__MATERIAL PROVIDED__.

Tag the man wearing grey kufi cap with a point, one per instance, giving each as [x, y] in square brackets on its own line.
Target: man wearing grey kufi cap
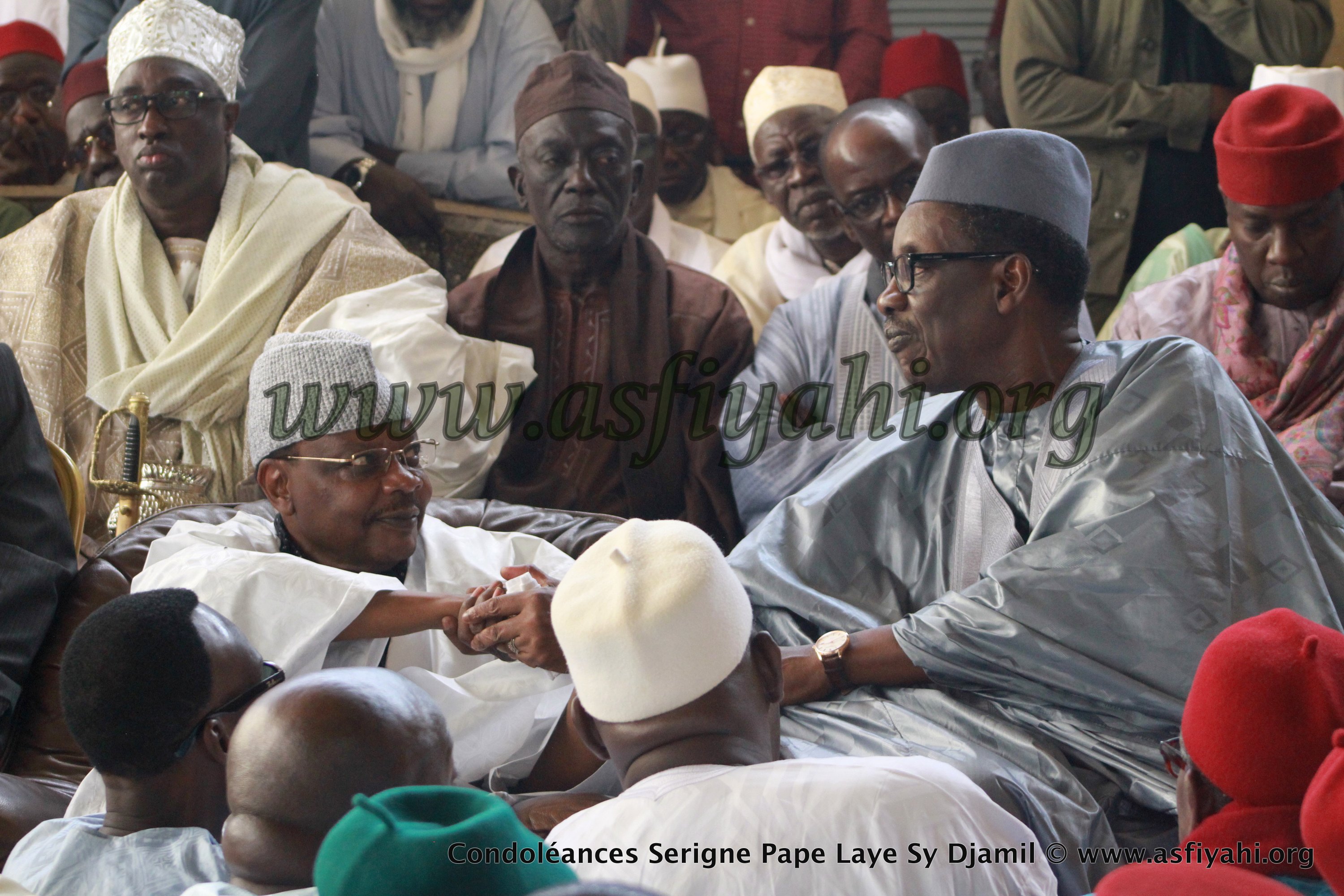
[351, 571]
[1027, 567]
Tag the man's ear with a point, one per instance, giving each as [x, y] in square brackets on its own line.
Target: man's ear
[769, 665]
[515, 178]
[1014, 277]
[586, 728]
[273, 480]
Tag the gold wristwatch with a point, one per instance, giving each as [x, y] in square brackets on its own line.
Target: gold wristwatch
[831, 649]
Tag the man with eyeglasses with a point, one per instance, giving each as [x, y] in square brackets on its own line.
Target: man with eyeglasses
[788, 111]
[152, 687]
[33, 146]
[353, 573]
[871, 158]
[93, 146]
[1021, 577]
[698, 194]
[170, 283]
[678, 242]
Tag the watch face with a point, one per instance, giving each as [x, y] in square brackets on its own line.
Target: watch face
[832, 641]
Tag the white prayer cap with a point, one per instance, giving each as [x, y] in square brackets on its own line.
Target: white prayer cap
[326, 359]
[650, 618]
[1328, 81]
[183, 30]
[779, 88]
[675, 80]
[640, 93]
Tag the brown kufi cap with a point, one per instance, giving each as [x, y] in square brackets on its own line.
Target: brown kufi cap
[570, 81]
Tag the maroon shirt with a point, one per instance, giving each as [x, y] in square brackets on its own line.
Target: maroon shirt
[734, 39]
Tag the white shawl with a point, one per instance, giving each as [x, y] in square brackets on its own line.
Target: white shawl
[420, 127]
[194, 366]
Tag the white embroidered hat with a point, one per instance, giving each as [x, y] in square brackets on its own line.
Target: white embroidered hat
[675, 81]
[183, 30]
[650, 618]
[779, 88]
[640, 93]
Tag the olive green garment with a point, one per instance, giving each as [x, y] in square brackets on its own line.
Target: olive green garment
[1088, 70]
[431, 841]
[13, 217]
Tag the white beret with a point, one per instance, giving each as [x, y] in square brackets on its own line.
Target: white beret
[650, 618]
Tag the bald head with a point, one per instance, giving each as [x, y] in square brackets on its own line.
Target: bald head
[871, 158]
[304, 750]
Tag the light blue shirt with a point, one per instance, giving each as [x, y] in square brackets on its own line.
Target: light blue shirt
[359, 99]
[70, 857]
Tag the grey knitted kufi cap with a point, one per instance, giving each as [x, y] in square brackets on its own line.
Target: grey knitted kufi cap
[326, 358]
[1022, 171]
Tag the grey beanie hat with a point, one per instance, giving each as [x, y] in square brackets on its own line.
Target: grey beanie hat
[1022, 171]
[323, 359]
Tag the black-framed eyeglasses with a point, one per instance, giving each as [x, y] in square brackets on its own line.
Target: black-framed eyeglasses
[1174, 755]
[902, 272]
[237, 704]
[131, 109]
[374, 462]
[39, 95]
[870, 206]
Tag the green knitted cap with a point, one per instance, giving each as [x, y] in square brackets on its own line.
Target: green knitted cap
[428, 841]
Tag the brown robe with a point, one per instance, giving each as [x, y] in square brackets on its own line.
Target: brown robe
[627, 334]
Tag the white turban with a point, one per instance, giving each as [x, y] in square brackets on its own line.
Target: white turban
[1328, 81]
[779, 88]
[182, 30]
[675, 81]
[650, 618]
[640, 93]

__WORK ORDER__. Repeat everything in the entries above word for word, excluding the images.

__OUTPUT FOR THIS TASK__.
Tag the man wearing grey kufi cap with a point, one per instance, giving each as [x, y] in square brackets on its own line.
Target: man wearing grey kufi cap
[351, 571]
[1027, 567]
Tag the man's ear with a point, one per instance, giving each as [x, y] in square brackets on its own line.
Target: man's ear
[769, 665]
[515, 178]
[1014, 277]
[586, 728]
[273, 480]
Tag the gold wristwatch with a point, one per instance, giving each as [x, y] in square brackets on its own line.
Target: gold wristwatch
[831, 649]
Tag the man with eyeglasses with a point, one per instance, giving each as [x, y] in square brackets on its own line.
Target: man with eyeglasses
[788, 111]
[152, 687]
[33, 146]
[353, 573]
[871, 158]
[93, 146]
[1021, 577]
[698, 194]
[170, 283]
[678, 242]
Tag the watch face with a point, one per instance, giving each as [x, y] in square brackets on its own line.
Target: watch face
[832, 641]
Tag the white prayer cap with a point, one per instance, giving each as [x, y] in square brackets on its own line.
Target: white prayer cap
[326, 359]
[650, 618]
[1328, 81]
[183, 30]
[779, 88]
[675, 80]
[640, 93]
Tag the brown kufi cap with a point, one per instance, giving each as [x, y] in square brackets on its own line.
Target: brown kufi cap
[570, 81]
Tag the maroon shirt with a point, one per instance, giving each as [x, y] in square brackets on its own line.
Target: maroon shirt
[734, 39]
Tag the white shawl with a point, one per instance, giving each as [x, y] in square brackets on its own line.
Target: white shawl
[420, 127]
[194, 366]
Tag the white embroidered hat with a point, one per instance, giving each as [x, y] in square brackets on its own line.
Target: white embroidered hat
[675, 81]
[183, 30]
[650, 618]
[779, 88]
[640, 93]
Tag the olive green garment with a point, one per instance, giving each as [x, y] in square brackets on its own line.
Target: olive green garment
[1088, 70]
[431, 841]
[13, 217]
Tag the white beret with a point, one per instance, giving each as [x, y] in square brackets on its own line.
Target: white beret
[650, 618]
Tag the bald head with a point, one per instance, giving each as [x, y] in square brackets on its own line.
Target: bald head
[871, 158]
[304, 750]
Tag the light blue shirt with a point, one per instance, giving each as [x, y] in square brackets on its own line.
Target: light blue shirt
[359, 99]
[70, 857]
Tag the grey knitted kufi cap with a point, one per instance, giving each as [x, y] in square brackets on its own line.
Target: grey knitted kufi cap
[326, 358]
[1022, 171]
Tag the grey beanie hat with a point, one per instance, giving each as [x, y] in square brackets on its own line.
Target: grey beanie hat
[1022, 171]
[323, 359]
Tag the black-framed eyeglasses with a point, one per instance, giving each as [x, y] in square brackets on its own line.
Target: black-framed eyeglasses
[1174, 755]
[902, 272]
[237, 704]
[131, 109]
[374, 462]
[39, 95]
[870, 206]
Tag the green knitted cap with a point, one per instance, giving each as [x, y] in square brackets on its own line.
Target: green knitted cap
[428, 841]
Tag the brown robe with a point, one per instance, giving each as [x, y] in square brackets on its own line.
Target: brown robe
[627, 334]
Tag the white turban with a point, one per instance, giving each as [x, y] in square brackets on its own line.
Target: white turban
[1328, 81]
[779, 88]
[182, 30]
[675, 81]
[650, 618]
[640, 93]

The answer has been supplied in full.